Records excerpted from a collection
----
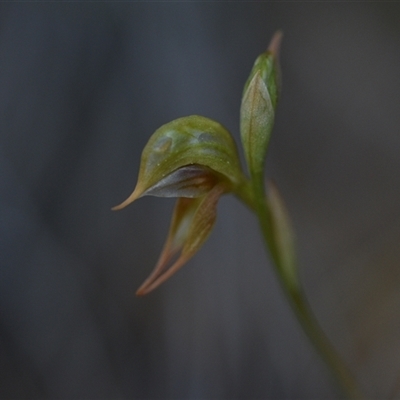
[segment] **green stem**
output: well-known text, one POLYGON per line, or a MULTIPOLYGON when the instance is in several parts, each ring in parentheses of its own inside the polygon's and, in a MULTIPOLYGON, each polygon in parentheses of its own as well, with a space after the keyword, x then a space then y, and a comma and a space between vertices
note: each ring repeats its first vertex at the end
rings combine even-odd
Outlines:
POLYGON ((276 246, 273 245, 274 237, 272 218, 265 198, 263 173, 259 172, 252 174, 251 181, 253 183, 254 209, 259 219, 265 244, 271 253, 281 286, 289 299, 290 305, 298 321, 317 352, 330 367, 333 375, 347 394, 348 398, 355 400, 362 399, 362 395, 352 373, 319 326, 301 287, 299 285, 294 286, 288 282, 283 268, 280 266, 279 254, 276 246))

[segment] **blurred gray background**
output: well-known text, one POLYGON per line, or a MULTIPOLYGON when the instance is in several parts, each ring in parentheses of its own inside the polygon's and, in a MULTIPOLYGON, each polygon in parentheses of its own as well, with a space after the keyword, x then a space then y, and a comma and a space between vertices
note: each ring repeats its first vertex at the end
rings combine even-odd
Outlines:
POLYGON ((233 197, 145 298, 174 200, 133 190, 149 136, 201 114, 239 138, 277 29, 267 174, 322 327, 373 399, 400 396, 400 5, 2 3, 0 397, 337 399, 255 218, 233 197))

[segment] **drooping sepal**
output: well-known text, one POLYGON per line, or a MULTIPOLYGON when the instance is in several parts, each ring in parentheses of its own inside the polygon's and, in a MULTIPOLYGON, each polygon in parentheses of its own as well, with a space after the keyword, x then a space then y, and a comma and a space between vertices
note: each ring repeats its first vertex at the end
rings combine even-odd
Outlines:
POLYGON ((153 272, 137 290, 138 296, 160 286, 199 251, 212 231, 217 203, 224 191, 224 186, 217 184, 202 197, 177 200, 164 249, 153 272), (168 267, 179 251, 179 257, 168 267))
POLYGON ((256 59, 243 90, 240 132, 251 174, 263 169, 274 124, 281 86, 278 61, 281 37, 277 32, 268 50, 256 59))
----
__Task requirements__.
Lay out every line of the records above as a Markdown table with the columns Row and Line. Number each row, skip blank lines, and leave the pictures out.

__Solution for this task__.
| Row | Line |
|---|---|
| 1 | [segment] **green stem** |
| 2 | output: well-known text, one POLYGON per line, or a MULTIPOLYGON when the instance is in several parts, each ring in parentheses of its own inside the polygon's and, in a MULTIPOLYGON, each polygon in parentheses of its own as well, with a space after the keyword, x then a space then y, and a comma and a space between vertices |
| 3 | note: each ring repeats its first vertex at the end |
| 4 | rings combine even-odd |
| 5 | Outlines: |
| 6 | POLYGON ((276 246, 273 245, 274 237, 272 218, 265 198, 263 173, 259 172, 252 174, 251 181, 253 183, 254 209, 259 219, 265 244, 271 253, 281 286, 289 299, 290 305, 298 321, 317 352, 330 367, 333 375, 347 394, 348 398, 355 400, 362 399, 362 395, 352 373, 319 326, 301 287, 299 285, 294 286, 288 282, 283 268, 280 266, 279 254, 276 246)) |
| 7 | [segment] **blurred gray background** |
| 8 | output: well-known text, one POLYGON per line, or a MULTIPOLYGON when the instance is in several parts, each ring in parentheses of its own inside the polygon's and, in a MULTIPOLYGON, each polygon in parentheses of its own as well, with a space after the keyword, x then a space then y, and a comma and a space between vertices |
| 9 | note: each ring repeats its first vertex at the end |
| 10 | rings combine even-odd |
| 11 | Outlines: |
| 12 | POLYGON ((233 197, 145 298, 174 200, 133 190, 149 136, 201 114, 239 138, 277 29, 267 174, 322 327, 373 399, 400 396, 400 5, 2 3, 0 397, 337 399, 255 218, 233 197)) |
| 13 | [segment] **drooping sepal** |
| 14 | output: well-known text, one POLYGON per line, or a MULTIPOLYGON when the instance is in several parts, each ring in parentheses of its own inside the polygon's and, in a MULTIPOLYGON, each polygon in parentheses of its own as well, with a space after the keyword, x then a space then y, and a comma and a space between vertices |
| 15 | note: each ring repeats its first vertex at the end |
| 16 | rings combine even-odd |
| 17 | Outlines: |
| 18 | POLYGON ((153 272, 137 290, 138 296, 160 286, 199 251, 212 231, 217 203, 224 191, 224 186, 217 184, 202 197, 177 200, 164 249, 153 272), (168 267, 179 251, 179 257, 168 267)) |
| 19 | POLYGON ((256 59, 243 90, 240 132, 251 174, 263 169, 274 124, 281 86, 278 61, 281 37, 277 32, 268 50, 256 59)) |